Recast each line of the records below as an item in a numbered list, and omit any blank lines.

Start Data supplied

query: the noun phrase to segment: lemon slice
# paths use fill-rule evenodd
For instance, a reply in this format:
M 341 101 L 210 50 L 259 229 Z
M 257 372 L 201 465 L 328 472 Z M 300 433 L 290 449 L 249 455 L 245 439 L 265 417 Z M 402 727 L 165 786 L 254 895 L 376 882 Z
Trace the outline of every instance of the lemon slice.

End Data supplied

→ Right answer:
1. query: the noun phrase to segment: lemon slice
2. # paths use fill-rule evenodd
3. For instance, a reply in this format:
4. M 341 101 L 210 50 L 259 229 Z
5. M 257 372 L 201 465 L 328 472 Z M 300 433 L 290 449 L 249 455 L 245 439 L 265 417 Z M 402 727 L 165 786 L 254 895 L 376 882 Z
6. Trace the outline of every instance of the lemon slice.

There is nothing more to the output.